**TASK BRIEF**. Pick out every line in the records below that contains the word "prompts", and copy each one in full.

-*-

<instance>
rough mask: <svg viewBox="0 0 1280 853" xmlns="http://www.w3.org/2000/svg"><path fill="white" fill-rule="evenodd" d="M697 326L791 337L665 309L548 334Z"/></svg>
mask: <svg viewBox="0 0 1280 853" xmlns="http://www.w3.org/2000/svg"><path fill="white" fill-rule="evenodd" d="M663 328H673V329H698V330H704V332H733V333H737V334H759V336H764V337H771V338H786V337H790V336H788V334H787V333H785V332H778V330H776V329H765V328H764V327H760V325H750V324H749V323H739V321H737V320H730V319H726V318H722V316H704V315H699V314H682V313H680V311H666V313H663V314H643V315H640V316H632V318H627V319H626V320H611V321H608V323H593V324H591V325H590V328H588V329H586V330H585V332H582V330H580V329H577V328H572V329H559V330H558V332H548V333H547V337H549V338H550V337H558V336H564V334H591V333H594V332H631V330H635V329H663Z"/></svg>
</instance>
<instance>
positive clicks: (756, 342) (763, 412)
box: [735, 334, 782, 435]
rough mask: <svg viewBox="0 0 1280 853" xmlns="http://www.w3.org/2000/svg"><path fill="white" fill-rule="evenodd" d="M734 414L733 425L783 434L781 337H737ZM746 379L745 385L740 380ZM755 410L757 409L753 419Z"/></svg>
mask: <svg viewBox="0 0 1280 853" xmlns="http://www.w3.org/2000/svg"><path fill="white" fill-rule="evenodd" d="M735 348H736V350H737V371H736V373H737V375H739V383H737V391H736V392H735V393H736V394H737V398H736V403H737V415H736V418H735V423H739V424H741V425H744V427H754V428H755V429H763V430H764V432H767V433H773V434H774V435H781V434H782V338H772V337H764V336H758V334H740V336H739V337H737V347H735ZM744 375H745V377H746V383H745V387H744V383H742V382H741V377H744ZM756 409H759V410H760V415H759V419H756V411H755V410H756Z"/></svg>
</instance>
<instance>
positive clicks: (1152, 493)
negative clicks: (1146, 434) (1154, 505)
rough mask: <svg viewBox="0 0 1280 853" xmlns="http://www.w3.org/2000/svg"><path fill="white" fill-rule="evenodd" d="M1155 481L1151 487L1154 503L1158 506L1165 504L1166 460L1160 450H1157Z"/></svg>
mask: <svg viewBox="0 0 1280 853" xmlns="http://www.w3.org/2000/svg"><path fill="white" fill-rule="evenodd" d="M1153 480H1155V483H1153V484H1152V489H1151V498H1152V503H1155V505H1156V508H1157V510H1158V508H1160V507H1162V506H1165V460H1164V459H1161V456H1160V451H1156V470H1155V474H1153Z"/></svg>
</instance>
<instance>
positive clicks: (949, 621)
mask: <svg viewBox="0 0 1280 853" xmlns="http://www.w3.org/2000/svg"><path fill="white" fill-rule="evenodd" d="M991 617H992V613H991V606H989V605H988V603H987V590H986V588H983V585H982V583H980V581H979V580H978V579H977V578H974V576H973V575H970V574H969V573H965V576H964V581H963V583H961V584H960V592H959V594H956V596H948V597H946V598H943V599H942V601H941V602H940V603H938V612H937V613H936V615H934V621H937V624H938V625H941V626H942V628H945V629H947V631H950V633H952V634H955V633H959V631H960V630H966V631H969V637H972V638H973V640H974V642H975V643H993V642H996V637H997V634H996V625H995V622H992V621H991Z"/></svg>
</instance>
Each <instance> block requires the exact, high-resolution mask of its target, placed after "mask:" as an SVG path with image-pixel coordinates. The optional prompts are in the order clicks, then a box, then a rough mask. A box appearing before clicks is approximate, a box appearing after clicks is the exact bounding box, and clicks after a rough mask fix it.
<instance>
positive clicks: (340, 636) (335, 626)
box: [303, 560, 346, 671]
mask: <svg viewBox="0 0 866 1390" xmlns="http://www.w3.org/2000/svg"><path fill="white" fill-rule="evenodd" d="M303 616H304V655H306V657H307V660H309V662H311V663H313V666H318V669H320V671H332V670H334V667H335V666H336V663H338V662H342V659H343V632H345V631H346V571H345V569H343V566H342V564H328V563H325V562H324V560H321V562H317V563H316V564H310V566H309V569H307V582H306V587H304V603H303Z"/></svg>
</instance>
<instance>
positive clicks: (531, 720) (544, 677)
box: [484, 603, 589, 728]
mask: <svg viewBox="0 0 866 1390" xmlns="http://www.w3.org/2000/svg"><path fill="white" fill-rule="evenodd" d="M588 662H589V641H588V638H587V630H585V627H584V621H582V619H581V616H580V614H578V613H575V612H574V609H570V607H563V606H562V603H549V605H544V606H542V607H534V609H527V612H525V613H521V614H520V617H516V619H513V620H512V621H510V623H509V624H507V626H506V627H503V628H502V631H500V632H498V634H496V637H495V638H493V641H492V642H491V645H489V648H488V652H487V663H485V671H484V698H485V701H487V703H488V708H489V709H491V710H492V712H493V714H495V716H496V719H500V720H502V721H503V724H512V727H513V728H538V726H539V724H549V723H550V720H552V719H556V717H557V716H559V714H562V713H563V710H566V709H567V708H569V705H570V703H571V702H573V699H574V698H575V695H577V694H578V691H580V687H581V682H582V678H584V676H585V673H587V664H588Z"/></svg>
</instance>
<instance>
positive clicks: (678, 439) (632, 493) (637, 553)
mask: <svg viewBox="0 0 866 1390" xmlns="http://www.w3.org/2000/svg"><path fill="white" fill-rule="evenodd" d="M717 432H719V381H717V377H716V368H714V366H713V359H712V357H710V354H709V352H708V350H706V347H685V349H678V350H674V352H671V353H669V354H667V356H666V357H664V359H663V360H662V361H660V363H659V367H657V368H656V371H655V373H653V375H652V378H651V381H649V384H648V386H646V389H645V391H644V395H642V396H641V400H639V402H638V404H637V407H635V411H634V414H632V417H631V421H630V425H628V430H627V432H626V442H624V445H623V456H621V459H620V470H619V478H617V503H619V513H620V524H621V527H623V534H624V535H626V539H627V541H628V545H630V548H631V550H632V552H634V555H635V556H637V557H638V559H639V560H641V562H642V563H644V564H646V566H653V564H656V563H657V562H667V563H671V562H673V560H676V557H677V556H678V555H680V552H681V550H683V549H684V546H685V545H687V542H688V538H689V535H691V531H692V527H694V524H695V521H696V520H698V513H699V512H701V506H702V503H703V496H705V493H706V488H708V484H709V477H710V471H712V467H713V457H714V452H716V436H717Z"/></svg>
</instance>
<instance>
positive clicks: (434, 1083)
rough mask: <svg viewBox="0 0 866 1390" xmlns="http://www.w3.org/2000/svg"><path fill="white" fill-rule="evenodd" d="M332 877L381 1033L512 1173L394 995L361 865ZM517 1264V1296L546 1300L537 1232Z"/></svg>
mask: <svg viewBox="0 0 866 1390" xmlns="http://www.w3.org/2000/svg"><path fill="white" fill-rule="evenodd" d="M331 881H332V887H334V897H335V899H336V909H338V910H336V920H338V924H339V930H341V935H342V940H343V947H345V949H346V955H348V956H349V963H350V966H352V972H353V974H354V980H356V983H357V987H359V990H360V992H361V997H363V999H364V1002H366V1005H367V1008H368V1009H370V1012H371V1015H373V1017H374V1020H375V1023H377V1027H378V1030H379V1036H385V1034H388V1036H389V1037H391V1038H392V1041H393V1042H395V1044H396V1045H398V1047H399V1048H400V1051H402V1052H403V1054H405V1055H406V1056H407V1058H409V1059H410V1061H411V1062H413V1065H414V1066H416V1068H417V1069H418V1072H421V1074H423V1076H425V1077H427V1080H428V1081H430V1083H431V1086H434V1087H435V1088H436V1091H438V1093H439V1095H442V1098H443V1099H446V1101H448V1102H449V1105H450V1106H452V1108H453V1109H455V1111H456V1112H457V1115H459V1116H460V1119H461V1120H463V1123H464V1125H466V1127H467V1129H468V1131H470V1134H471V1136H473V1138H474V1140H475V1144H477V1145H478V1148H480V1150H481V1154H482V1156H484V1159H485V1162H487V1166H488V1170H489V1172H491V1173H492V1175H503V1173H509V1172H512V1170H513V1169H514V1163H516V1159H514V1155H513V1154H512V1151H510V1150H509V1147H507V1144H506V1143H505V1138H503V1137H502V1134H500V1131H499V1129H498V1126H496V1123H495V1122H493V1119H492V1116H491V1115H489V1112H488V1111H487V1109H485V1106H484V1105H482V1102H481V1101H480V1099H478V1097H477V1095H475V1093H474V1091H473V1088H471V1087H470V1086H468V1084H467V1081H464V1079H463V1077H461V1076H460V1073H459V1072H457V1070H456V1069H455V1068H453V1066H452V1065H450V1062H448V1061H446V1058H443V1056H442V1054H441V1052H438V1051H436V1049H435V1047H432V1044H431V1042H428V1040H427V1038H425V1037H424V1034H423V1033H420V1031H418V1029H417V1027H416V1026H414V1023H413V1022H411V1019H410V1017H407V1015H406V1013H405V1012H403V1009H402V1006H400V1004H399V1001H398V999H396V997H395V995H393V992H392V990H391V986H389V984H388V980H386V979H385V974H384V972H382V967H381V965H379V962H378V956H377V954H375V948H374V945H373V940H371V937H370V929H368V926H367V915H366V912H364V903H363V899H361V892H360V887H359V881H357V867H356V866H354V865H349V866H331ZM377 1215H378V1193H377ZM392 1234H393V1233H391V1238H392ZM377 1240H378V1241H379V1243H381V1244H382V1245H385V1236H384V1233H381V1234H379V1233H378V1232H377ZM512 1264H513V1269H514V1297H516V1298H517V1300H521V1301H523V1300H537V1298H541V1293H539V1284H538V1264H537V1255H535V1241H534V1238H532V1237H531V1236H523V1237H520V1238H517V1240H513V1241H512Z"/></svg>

-*-

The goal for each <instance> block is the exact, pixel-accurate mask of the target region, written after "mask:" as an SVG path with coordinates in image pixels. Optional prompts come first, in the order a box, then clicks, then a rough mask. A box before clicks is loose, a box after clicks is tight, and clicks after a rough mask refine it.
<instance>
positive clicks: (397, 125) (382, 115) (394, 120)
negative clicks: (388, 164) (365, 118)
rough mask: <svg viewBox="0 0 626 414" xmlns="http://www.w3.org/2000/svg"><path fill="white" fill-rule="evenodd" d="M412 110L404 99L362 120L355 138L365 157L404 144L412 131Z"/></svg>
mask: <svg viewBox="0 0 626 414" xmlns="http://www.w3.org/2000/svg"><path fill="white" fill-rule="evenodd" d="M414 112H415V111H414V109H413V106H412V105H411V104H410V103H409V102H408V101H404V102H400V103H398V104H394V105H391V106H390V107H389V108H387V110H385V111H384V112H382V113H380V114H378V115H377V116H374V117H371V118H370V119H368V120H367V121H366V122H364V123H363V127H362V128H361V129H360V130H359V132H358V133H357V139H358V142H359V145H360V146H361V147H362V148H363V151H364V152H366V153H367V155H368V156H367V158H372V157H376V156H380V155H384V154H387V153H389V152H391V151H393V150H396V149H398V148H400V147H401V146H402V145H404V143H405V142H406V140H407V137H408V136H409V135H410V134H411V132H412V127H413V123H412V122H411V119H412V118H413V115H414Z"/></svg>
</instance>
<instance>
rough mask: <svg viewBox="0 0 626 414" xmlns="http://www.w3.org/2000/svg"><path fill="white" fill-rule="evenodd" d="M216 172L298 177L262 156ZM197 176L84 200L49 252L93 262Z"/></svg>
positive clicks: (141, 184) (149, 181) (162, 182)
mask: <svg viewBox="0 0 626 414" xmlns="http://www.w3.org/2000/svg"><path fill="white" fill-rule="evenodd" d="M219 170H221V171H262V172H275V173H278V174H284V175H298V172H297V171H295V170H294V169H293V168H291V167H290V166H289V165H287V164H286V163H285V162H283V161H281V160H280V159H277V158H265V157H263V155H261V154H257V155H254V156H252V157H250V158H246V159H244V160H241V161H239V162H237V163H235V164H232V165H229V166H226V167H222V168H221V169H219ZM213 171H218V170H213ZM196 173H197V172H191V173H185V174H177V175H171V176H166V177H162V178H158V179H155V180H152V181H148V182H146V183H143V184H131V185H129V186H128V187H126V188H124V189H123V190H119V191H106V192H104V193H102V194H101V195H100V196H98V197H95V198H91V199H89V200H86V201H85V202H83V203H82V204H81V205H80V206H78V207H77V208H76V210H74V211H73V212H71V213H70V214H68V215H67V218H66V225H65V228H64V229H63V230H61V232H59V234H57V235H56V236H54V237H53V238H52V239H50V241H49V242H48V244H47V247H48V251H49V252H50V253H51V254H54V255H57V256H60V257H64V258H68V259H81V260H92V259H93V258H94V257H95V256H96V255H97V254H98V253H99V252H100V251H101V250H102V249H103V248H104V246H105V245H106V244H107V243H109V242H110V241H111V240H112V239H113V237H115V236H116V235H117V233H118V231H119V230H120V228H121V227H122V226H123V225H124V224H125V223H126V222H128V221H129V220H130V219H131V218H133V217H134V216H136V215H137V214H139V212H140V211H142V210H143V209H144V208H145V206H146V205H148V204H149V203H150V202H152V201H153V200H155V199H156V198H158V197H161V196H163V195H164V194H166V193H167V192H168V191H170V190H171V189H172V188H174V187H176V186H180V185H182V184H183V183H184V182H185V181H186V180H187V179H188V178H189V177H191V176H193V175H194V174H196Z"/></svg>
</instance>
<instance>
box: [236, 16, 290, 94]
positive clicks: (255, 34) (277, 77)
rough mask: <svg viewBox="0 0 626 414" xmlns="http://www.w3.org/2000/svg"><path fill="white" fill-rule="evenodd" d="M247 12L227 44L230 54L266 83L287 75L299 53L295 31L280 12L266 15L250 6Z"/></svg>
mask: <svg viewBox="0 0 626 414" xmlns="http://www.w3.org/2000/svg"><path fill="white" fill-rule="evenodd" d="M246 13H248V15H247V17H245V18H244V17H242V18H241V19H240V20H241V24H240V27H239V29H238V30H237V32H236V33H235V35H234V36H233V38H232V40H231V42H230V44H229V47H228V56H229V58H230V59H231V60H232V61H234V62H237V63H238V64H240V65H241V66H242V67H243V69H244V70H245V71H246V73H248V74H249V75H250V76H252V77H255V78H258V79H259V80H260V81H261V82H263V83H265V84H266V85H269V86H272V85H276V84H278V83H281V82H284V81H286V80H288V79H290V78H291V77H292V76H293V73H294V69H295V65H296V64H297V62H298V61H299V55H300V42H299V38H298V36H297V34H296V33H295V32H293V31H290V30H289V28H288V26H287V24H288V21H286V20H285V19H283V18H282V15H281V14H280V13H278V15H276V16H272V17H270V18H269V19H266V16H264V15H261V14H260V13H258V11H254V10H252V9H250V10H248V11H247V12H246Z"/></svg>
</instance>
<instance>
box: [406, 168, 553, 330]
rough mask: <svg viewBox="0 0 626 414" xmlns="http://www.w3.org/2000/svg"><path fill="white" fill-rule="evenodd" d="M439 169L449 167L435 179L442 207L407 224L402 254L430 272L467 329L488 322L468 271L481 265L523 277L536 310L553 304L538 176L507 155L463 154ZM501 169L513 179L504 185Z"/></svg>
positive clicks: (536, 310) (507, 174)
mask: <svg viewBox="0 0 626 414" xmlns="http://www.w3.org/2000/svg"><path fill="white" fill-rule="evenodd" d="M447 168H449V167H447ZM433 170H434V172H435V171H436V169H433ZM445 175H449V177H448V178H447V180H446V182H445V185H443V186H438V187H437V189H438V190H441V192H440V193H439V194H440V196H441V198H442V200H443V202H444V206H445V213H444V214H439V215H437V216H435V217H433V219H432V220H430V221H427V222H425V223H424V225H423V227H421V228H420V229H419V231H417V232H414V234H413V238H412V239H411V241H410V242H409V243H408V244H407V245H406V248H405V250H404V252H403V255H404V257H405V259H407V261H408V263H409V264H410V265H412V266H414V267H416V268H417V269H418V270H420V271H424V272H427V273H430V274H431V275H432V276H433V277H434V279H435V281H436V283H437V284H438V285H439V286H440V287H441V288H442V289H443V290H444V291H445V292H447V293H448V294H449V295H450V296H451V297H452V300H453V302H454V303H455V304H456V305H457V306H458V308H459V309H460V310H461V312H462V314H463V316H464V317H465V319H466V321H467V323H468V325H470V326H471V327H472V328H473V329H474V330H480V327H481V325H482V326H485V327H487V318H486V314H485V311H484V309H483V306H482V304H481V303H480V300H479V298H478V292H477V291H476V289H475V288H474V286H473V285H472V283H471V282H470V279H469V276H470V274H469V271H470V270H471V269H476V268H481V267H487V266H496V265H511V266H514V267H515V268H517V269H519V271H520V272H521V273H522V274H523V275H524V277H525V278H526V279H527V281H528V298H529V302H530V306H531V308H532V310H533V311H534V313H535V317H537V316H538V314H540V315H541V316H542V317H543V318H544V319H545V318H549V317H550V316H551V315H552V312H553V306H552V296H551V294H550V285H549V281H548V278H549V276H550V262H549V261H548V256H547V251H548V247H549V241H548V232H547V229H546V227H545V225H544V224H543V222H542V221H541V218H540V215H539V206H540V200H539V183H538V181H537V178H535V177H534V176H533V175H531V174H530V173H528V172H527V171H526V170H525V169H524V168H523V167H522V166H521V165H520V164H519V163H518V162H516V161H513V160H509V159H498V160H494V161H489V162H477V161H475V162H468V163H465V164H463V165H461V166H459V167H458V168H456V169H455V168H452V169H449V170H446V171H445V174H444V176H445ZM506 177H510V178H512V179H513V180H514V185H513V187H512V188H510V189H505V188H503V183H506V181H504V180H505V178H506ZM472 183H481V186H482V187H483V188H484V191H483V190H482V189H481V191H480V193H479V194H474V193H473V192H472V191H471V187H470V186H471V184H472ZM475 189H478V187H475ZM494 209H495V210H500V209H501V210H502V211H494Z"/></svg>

-*-

**TASK RESPONSE**.
Each <instance> block requires the exact, high-resolution mask of its target, placed after "mask:" as an SVG path with image-pixel coordinates. The optional prompts are in the order clicks, then a box, then a rough mask. A box appearing before clicks is approximate, a box appearing after clicks is the exact bounding box, and clicks after a rough mask fix it.
The goal for each <instance> block is the exact, pixel-accurate mask of the target region, written after "mask:" as an SVG path with coordinates in image pixels. Optional prompts come first, in the order a box, then clicks, then a rough mask. A box before clicks is loose, a box after clicks is tight, and clicks after a rough mask refine it.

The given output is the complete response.